__TASK REQUIREMENTS__: Format every line of the entries below as a Markdown table with the columns Row and Text, where Row numbers each line and Text holds the line itself. Leave out blank lines and pictures.

__MATERIAL SUPPLIED__:

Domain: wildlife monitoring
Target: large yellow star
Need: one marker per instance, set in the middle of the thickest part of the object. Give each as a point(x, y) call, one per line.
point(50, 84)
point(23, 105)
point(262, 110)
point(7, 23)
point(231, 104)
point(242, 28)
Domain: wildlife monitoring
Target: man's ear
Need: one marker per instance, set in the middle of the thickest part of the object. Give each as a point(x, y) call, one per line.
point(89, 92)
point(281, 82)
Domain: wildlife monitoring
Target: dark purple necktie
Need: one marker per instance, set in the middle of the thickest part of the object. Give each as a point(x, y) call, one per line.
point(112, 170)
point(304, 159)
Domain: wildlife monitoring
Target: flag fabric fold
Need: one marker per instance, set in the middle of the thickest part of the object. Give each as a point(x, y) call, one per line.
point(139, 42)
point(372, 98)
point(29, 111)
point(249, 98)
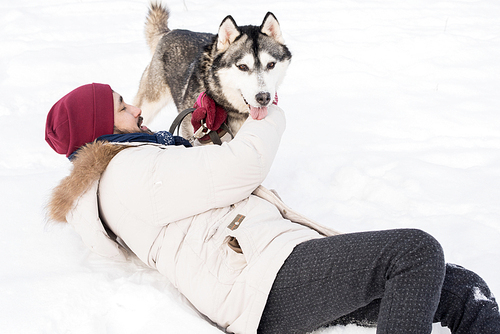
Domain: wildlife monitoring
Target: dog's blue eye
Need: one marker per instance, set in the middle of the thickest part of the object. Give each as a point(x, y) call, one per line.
point(243, 68)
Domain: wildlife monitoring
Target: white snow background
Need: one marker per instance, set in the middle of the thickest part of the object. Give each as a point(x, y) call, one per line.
point(393, 112)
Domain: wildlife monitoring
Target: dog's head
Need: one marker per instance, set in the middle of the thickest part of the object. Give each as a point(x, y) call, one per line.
point(249, 63)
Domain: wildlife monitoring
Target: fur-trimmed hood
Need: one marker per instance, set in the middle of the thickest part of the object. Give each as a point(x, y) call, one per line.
point(88, 165)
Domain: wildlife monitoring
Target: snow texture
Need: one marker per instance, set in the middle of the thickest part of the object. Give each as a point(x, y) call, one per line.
point(393, 121)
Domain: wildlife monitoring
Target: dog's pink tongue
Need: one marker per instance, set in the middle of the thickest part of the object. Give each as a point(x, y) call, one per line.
point(258, 113)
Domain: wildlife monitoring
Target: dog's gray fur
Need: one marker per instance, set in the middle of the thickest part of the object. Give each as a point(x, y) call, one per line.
point(239, 67)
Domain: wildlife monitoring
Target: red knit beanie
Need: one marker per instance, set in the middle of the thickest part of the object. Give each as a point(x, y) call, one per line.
point(80, 117)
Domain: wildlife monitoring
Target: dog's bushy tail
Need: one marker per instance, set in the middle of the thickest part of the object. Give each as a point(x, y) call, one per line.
point(156, 24)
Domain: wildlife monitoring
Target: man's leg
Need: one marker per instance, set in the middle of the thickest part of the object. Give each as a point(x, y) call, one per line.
point(325, 279)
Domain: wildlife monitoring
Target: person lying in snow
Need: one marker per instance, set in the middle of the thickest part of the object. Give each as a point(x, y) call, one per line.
point(242, 257)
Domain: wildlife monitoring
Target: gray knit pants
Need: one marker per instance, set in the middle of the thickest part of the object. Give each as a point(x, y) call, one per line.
point(395, 279)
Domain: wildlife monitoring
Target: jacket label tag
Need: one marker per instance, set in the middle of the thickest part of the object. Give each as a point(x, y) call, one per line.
point(236, 222)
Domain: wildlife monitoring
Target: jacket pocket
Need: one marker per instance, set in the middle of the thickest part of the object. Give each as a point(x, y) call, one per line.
point(233, 243)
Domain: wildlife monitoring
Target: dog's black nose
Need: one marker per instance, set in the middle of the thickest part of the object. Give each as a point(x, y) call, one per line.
point(263, 98)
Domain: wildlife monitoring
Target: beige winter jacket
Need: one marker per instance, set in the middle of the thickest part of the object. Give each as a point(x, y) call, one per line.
point(197, 215)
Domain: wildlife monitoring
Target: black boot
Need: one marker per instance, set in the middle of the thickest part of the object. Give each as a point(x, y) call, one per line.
point(467, 305)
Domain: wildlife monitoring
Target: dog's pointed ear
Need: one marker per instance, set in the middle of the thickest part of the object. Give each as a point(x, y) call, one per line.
point(271, 28)
point(228, 32)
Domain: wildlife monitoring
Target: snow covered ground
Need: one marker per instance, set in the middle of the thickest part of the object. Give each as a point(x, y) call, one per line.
point(393, 121)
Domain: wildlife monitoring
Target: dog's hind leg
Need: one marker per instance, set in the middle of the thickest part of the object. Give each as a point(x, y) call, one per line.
point(153, 94)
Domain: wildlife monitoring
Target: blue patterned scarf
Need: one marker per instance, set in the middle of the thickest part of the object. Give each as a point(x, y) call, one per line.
point(160, 137)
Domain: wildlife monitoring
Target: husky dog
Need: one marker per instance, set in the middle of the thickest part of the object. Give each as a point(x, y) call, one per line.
point(240, 68)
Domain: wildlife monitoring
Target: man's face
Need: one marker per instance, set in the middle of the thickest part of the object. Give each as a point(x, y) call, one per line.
point(127, 118)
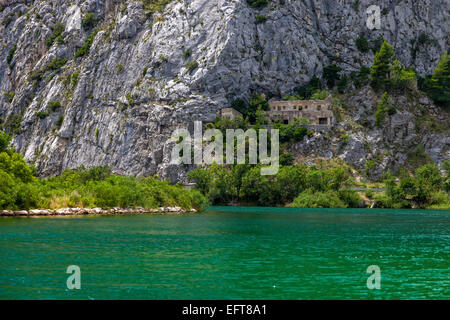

__ANSWER IN FULL__:
| Row | Text |
|---|---|
| 1 | Domain: wildlife monitoring |
| 2 | Target: large yellow star |
| 3 | Need: one marker per instance, set in the middle of the thickest part of the object. Give each as a point(x, y) call, one per line. |
| 4 | point(50, 84) |
| 5 | point(23, 105) |
| 6 | point(262, 110) |
| 7 | point(7, 23) |
| 8 | point(231, 104) |
| 9 | point(242, 28) |
| 10 | Domain: wildlife monitoring |
| 11 | Target: man's ear |
| 12 | Need: one marker per instance, set in the middle of the thickest part of the object. Give each as a point(x, y) call, one per line. |
| 13 | point(89, 92) |
| 14 | point(281, 82) |
| 15 | Domain: wildlife monitoring |
| 16 | Target: dark purple necktie |
| 17 | Need: one marker per instance, set in the middle of the thickest part of the object. Give each as a point(x, y) call, one per line. |
| 18 | point(112, 170) |
| 19 | point(304, 159) |
| 20 | Domain: wildlife monitoring |
| 21 | Target: flag fabric fold |
| 22 | Need: one marker per instance, set in the middle of the thickest part of the object. Give each as a point(x, y) call, one per line. |
| 23 | point(139, 42) |
| 24 | point(372, 98) |
| 25 | point(29, 111) |
| 26 | point(249, 98) |
| 27 | Domain: wildlife monitoring |
| 28 | Target: dog's blue eye |
| 29 | Need: one marker per instance, set in the middle of the thickest part of the object. Give each as a point(x, y) call, one per line. |
| 30 | point(243, 68) |
| 31 | Domain: wildlife monitoring |
| 32 | Target: white snow background |
| 33 | Need: one marker per instance, set in the middle of the thickest part of the object. Give each as a point(x, y) call, one per line. |
| 34 | point(393, 112) |
| 35 | Domain: wildlife monitoring |
| 36 | Target: dog's head |
| 37 | Need: one marker per instance, set in the middle of the thickest part of the object. Give each as a point(x, y) call, one per line. |
| 38 | point(249, 63) |
| 39 | Domain: wildlife monitoring |
| 40 | Target: fur-trimmed hood |
| 41 | Need: one marker per instance, set in the middle of the thickest part of the object. Give each as a point(x, y) call, one per line. |
| 42 | point(88, 165) |
| 43 | Domain: wildlife monitoring |
| 44 | Target: snow texture |
| 45 | Need: one marker per instance, set in the middle of the thickest part of the object. Give each as a point(x, y) call, one per line. |
| 46 | point(393, 121) |
| 47 | Domain: wildlife monitoring |
| 48 | Target: dog's pink tongue |
| 49 | Need: one marker per instance, set in the middle of the thickest part of the object. Give each as a point(x, y) call, one per line. |
| 50 | point(258, 113) |
| 51 | Domain: wildlife monitoring |
| 52 | Target: dog's gray fur |
| 53 | Need: one marker per instance, set in the middle of the thickest part of the object. Give each as a point(x, y) call, one per line. |
| 54 | point(239, 67) |
| 55 | Domain: wildlife monitoring |
| 56 | Target: red knit beanie |
| 57 | Need: one marker per instance, set in the middle of the thickest part of the object. Give each as a point(x, y) call, one per line. |
| 58 | point(80, 117) |
| 59 | Domain: wildlife monitoring |
| 60 | Target: dog's bushy tail |
| 61 | Need: one marker per instance, set in the middle of the thickest part of the object. Give each as a point(x, y) call, one per line. |
| 62 | point(156, 24) |
| 63 | Domain: wildlife monitoring |
| 64 | Target: man's leg |
| 65 | Need: one marker per instance, set in the middle of the thickest part of the object. Give each as a point(x, y) call, one per line. |
| 66 | point(325, 279) |
| 67 | Domain: wildlife monitoring |
| 68 | Target: person lying in snow |
| 69 | Need: one marker per instance, set in the middle of the thickest part of the object. Give each as a point(x, y) call, one per line. |
| 70 | point(242, 257) |
| 71 | Domain: wildlife monitoring |
| 72 | Target: gray knit pants |
| 73 | Need: one marker per instance, set in the middle of the thickest part of the object. Give each as a point(x, y) call, one per line. |
| 74 | point(395, 279) |
| 75 | Domain: wildlife monitoring |
| 76 | Target: jacket label tag |
| 77 | Need: one marker per instance, set in the middle of the thickest part of the object. Give each as a point(x, y) call, one per line. |
| 78 | point(236, 222) |
| 79 | Domain: wildlife monitoring |
| 80 | Target: jacket pocket |
| 81 | Need: one marker per instance, set in the middle of the thickest part of the object. Give each as a point(x, y) call, one per line. |
| 82 | point(233, 243) |
| 83 | Domain: wildlife monitoring |
| 84 | Target: dog's black nose |
| 85 | Need: one marker per instance, set in the middle of the thickest part of the object. Give each as a point(x, y) call, one per line. |
| 86 | point(263, 98) |
| 87 | Domain: wildlife monitoring |
| 88 | Target: beige winter jacket |
| 89 | Need: one marker per instance, set in the middle of the thickest part of the object. Give each as a point(x, y) call, one per line. |
| 90 | point(197, 215) |
| 91 | Domain: wildlife monitoring |
| 92 | Target: black boot |
| 93 | Need: one marker per instance, set in the middle of the thickest part of the object. Give each as a point(x, y) call, one per line. |
| 94 | point(467, 305) |
| 95 | Domain: wildlife monitoring |
| 96 | Target: dog's pointed ear |
| 97 | Need: one marker per instance, set in the middle of the thickest part of the object. Give each as a point(x, y) call, one per line. |
| 98 | point(271, 28) |
| 99 | point(228, 32) |
| 100 | Domain: wildlife monitoring |
| 101 | Target: snow covered ground |
| 102 | Need: one marker per instance, set in the middle of the thickest part of the object. Give each as a point(x, y) call, one per line. |
| 103 | point(393, 121) |
| 104 | Domain: wildlife monitoring |
| 105 | Target: dog's hind leg |
| 106 | Need: one marker per instance, set in the middle of the thickest part of the object. Give each as a point(x, y) call, one per line. |
| 107 | point(153, 94) |
| 108 | Domain: wildlife monitoring |
| 109 | Target: blue patterned scarf |
| 110 | Need: one marker per instance, set in the middle of the thickest part of the object. Give each as a point(x, y) call, one per line. |
| 111 | point(160, 137) |
| 112 | Domain: wildlife monitoring |
| 113 | Target: husky dog |
| 114 | Need: one marker per instance, set in the middle of the thickest part of the object. Give each as a point(x, y) call, one per line. |
| 115 | point(240, 68) |
| 116 | Domain: wildlife monitoring |
| 117 | Target: man's face |
| 118 | Need: one marker per instance, set in the middle of the thickest part of the object. Give each as a point(x, y) call, one per line. |
| 119 | point(127, 118) |